Segment Start: Entries provided

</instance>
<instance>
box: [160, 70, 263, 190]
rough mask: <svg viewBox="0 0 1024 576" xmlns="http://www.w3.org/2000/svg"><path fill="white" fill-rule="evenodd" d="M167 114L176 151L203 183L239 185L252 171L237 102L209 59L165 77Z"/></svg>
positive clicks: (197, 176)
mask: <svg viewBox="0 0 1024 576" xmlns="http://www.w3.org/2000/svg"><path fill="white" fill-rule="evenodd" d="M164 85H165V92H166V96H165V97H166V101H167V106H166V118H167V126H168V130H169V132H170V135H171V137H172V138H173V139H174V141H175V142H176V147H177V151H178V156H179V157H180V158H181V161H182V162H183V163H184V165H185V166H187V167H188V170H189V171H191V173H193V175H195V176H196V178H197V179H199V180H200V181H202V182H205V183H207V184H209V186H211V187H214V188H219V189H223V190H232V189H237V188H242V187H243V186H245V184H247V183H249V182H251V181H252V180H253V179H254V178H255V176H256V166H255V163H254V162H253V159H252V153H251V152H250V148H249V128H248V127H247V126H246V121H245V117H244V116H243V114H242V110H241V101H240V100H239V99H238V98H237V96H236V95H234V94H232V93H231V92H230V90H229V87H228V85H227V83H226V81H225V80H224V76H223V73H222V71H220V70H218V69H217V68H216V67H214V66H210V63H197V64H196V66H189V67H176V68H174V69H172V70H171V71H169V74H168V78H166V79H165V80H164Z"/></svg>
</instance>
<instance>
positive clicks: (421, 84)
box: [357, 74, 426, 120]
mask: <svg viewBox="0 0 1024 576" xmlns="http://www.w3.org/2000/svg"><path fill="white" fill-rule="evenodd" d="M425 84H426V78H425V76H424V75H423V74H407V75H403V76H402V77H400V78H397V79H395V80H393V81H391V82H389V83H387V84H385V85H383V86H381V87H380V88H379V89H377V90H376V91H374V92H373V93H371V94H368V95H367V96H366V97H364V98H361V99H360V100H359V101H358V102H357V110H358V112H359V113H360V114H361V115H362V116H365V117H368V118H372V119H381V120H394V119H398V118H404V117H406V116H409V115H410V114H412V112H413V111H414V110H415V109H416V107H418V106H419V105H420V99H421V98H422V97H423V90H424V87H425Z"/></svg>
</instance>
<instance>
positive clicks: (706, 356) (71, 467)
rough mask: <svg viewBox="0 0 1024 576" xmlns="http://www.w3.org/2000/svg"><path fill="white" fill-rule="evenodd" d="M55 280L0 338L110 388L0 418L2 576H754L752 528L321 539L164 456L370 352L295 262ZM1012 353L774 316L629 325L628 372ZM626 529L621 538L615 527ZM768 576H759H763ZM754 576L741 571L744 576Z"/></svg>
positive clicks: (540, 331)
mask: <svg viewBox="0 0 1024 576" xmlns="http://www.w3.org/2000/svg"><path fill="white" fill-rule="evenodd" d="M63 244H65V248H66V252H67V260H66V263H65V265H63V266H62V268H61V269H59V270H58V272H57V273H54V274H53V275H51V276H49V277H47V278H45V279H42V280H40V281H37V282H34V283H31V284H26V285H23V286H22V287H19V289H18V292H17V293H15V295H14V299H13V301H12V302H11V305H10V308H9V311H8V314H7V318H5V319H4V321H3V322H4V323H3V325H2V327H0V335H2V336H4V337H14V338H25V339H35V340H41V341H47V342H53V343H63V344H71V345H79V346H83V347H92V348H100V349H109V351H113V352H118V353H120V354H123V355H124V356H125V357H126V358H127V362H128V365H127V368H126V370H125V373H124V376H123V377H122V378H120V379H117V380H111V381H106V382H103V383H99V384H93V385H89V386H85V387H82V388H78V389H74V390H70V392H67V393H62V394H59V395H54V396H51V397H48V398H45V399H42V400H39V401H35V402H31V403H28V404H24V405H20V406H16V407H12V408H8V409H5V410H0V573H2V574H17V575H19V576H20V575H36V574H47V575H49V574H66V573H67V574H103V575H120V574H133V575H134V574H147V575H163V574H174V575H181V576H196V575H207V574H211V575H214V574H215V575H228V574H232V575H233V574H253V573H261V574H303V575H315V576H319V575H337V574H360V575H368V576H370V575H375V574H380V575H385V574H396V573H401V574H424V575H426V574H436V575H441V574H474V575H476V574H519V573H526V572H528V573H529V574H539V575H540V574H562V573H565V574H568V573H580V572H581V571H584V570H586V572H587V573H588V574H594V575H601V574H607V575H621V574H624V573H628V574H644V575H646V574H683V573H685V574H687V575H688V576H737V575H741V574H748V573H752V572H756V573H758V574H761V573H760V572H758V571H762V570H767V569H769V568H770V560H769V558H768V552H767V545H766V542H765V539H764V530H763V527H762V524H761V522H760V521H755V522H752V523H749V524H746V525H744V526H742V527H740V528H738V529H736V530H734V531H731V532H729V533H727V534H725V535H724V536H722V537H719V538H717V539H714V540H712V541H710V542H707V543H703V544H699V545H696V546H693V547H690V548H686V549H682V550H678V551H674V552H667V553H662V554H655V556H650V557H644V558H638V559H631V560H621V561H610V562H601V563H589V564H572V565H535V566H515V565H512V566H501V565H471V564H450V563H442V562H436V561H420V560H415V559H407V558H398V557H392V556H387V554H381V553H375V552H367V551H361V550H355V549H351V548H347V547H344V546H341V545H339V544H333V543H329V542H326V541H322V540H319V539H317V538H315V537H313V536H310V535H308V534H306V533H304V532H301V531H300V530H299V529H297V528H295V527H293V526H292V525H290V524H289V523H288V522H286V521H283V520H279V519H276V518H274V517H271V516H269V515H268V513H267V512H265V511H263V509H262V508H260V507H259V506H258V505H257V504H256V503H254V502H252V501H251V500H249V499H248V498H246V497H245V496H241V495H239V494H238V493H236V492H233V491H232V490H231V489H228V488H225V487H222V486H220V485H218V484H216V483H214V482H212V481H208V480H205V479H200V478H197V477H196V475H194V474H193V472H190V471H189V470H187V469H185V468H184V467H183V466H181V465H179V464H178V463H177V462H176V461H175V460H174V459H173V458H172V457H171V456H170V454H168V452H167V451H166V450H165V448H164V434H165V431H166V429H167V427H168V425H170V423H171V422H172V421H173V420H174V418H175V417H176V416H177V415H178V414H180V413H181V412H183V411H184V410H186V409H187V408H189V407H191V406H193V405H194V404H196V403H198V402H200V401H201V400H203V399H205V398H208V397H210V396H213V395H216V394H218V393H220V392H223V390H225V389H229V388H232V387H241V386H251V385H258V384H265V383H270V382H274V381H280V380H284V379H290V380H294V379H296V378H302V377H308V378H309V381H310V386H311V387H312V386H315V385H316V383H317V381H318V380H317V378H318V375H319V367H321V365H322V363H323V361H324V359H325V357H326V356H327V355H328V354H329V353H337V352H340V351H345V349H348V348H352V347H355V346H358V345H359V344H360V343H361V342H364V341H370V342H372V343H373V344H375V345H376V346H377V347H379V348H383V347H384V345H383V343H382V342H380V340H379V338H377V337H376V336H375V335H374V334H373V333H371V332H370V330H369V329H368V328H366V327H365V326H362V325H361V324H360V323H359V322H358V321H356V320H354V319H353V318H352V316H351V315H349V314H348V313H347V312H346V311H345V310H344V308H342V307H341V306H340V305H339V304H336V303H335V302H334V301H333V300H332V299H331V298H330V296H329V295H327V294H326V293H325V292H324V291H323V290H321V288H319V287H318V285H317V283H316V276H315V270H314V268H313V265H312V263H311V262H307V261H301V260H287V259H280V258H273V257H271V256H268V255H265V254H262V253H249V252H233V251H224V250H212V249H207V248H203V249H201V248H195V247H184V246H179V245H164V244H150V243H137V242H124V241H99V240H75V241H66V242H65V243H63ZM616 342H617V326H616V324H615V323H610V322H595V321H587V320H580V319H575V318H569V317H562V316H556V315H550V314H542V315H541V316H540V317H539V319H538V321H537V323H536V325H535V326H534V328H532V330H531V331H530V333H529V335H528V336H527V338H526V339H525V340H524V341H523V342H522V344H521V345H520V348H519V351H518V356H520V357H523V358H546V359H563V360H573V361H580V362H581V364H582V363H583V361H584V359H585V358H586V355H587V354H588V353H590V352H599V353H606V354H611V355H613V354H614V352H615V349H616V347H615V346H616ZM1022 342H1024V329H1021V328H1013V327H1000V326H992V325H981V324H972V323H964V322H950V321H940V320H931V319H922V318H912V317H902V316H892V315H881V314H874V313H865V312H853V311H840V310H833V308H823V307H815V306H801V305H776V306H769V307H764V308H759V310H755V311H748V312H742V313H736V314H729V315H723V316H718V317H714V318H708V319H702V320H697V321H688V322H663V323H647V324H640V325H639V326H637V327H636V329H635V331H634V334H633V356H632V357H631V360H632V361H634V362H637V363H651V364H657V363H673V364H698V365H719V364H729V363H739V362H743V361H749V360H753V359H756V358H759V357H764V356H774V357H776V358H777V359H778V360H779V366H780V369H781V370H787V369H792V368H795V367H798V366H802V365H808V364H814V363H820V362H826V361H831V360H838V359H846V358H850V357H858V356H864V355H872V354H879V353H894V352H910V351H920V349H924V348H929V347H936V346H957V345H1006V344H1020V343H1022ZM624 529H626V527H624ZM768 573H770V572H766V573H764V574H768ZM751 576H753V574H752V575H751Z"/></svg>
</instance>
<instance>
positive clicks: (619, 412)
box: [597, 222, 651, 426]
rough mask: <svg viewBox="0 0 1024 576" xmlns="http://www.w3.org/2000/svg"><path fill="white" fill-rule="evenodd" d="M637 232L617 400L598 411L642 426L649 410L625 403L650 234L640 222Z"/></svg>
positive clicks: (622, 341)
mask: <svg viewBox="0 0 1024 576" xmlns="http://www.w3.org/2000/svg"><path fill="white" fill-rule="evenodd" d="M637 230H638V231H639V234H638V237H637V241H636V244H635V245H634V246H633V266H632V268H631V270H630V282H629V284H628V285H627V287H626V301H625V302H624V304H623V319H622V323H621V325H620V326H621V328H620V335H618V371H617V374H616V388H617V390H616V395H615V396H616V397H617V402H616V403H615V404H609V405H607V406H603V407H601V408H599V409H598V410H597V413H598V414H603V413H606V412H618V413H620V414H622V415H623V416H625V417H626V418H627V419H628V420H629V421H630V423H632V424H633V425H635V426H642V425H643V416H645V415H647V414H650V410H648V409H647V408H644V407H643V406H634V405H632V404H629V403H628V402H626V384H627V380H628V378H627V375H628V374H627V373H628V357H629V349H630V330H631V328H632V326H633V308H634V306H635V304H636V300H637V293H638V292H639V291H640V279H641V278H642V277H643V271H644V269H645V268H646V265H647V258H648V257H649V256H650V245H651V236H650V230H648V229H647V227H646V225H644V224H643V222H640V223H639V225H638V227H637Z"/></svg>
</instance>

Segment End: Entries provided

Task details: Collect every line of the rows above that contains the string "positive", keeping each line unchanged.

Response box:
positive clicks: (197, 176)
positive clicks: (421, 84)
positive clicks: (706, 356) (71, 467)
positive clicks: (540, 331)
positive clicks: (619, 412)
positive clicks: (622, 341)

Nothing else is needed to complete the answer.